▶ What is asked:
Please copy all of the rows below word for word, leaving out the pictures.
--------
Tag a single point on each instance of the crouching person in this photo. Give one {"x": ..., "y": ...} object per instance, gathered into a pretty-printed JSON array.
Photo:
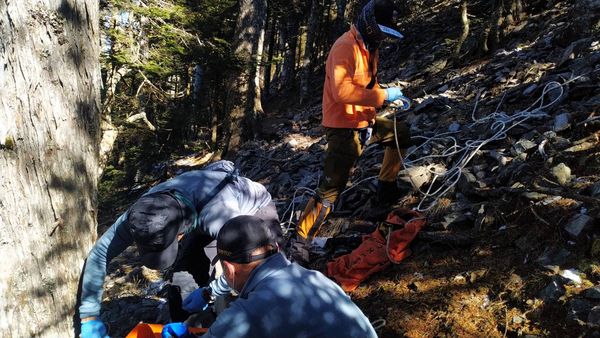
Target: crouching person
[
  {"x": 173, "y": 225},
  {"x": 277, "y": 298}
]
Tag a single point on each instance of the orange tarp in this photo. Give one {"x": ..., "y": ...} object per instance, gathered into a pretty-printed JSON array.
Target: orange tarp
[
  {"x": 144, "y": 330},
  {"x": 377, "y": 252}
]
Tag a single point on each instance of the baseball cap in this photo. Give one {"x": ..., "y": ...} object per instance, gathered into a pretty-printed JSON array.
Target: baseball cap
[
  {"x": 384, "y": 10},
  {"x": 241, "y": 235},
  {"x": 154, "y": 221}
]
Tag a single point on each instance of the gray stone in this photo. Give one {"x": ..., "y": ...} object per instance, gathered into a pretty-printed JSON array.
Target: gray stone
[
  {"x": 561, "y": 122},
  {"x": 576, "y": 226},
  {"x": 594, "y": 316},
  {"x": 592, "y": 293},
  {"x": 595, "y": 190},
  {"x": 553, "y": 257},
  {"x": 553, "y": 291},
  {"x": 578, "y": 310},
  {"x": 562, "y": 173},
  {"x": 529, "y": 89},
  {"x": 522, "y": 146},
  {"x": 454, "y": 127}
]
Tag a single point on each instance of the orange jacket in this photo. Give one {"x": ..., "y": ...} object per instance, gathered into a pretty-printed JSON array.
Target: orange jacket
[{"x": 347, "y": 103}]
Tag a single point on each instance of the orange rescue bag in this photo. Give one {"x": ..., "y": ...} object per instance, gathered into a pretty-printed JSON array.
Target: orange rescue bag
[
  {"x": 144, "y": 330},
  {"x": 377, "y": 252}
]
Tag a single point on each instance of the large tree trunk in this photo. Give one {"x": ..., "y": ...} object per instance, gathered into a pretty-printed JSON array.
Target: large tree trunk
[
  {"x": 49, "y": 135},
  {"x": 464, "y": 18},
  {"x": 271, "y": 37},
  {"x": 313, "y": 20},
  {"x": 291, "y": 26},
  {"x": 244, "y": 99}
]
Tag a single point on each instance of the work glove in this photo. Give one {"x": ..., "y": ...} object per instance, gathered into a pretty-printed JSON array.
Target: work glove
[
  {"x": 93, "y": 329},
  {"x": 393, "y": 94},
  {"x": 176, "y": 330},
  {"x": 196, "y": 301}
]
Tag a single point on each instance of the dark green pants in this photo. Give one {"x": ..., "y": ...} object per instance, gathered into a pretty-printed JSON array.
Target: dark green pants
[{"x": 344, "y": 148}]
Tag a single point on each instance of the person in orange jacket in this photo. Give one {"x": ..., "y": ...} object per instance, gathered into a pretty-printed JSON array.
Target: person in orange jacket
[{"x": 351, "y": 95}]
--------
▶ Answer to the problem:
Tag a single point on each instance of the crouching person in this photo. Give one {"x": ..., "y": ...} object per instance, gathered into a pretty-printed JSON array.
Photo:
Target: crouching person
[
  {"x": 173, "y": 225},
  {"x": 277, "y": 298}
]
Tag a single point on each instance of the orange tarp in this photo. Give one {"x": ..., "y": ...} object per instance, gathered into a pretty-printed JSON array.
Target: orange tarp
[
  {"x": 144, "y": 330},
  {"x": 377, "y": 252}
]
Tag a single point on each instance of the baseball cap in this photo. Give one {"x": ..., "y": ...} object per instance, gathered into a pretty-printed JSON array.
Target: baseball cap
[
  {"x": 384, "y": 10},
  {"x": 241, "y": 235},
  {"x": 154, "y": 221}
]
Tag a single point on each instance of the gray stone in this photo. Give one {"x": ..., "y": ...} object per instance, gathered into a pretty-printed JSON array.
Target: gray stone
[
  {"x": 561, "y": 122},
  {"x": 576, "y": 226},
  {"x": 594, "y": 316},
  {"x": 592, "y": 293},
  {"x": 595, "y": 190},
  {"x": 553, "y": 257},
  {"x": 553, "y": 291},
  {"x": 578, "y": 310},
  {"x": 562, "y": 173},
  {"x": 529, "y": 89},
  {"x": 522, "y": 146},
  {"x": 454, "y": 127}
]
Tag a single point on each instance of the orange jacket in this photo. Give one {"x": ..., "y": ...} object per instance, gathered into a pretty-printed JSON array.
Target: orange jacket
[{"x": 347, "y": 103}]
Tag a single point on each instance of the orange rescue bag in this photo. Give one {"x": ..., "y": ...} object per instance, gathered into a pretty-printed JSON array.
Target: orange rescue bag
[
  {"x": 144, "y": 330},
  {"x": 377, "y": 252}
]
Tag a single point on each instance of the large tree trunk in this photo. Give one {"x": ..., "y": ...} object per instance, gathered into a pretty-printed JSON array.
Target: large tree trunk
[
  {"x": 49, "y": 135},
  {"x": 464, "y": 18},
  {"x": 271, "y": 37},
  {"x": 313, "y": 20},
  {"x": 291, "y": 26},
  {"x": 244, "y": 99}
]
Tag a single point on each instance of the work glove in this photo. Give one {"x": ..., "y": ...} object per instance, gathered into a pretty-printed JSON array.
Target: work glove
[
  {"x": 93, "y": 329},
  {"x": 393, "y": 94},
  {"x": 176, "y": 330},
  {"x": 196, "y": 301}
]
Tag a single point on each instance of the dark green pants in this photo. Give one {"x": ..., "y": ...} object per instance, gathered into a pretty-printed JSON array.
Target: dark green pants
[{"x": 344, "y": 148}]
Tag a single point on each instance of the person in orange jacket in this photo. Give one {"x": ..., "y": ...} object per instance, gathered into a pretty-printed JSON array.
Target: person in orange jacket
[{"x": 351, "y": 95}]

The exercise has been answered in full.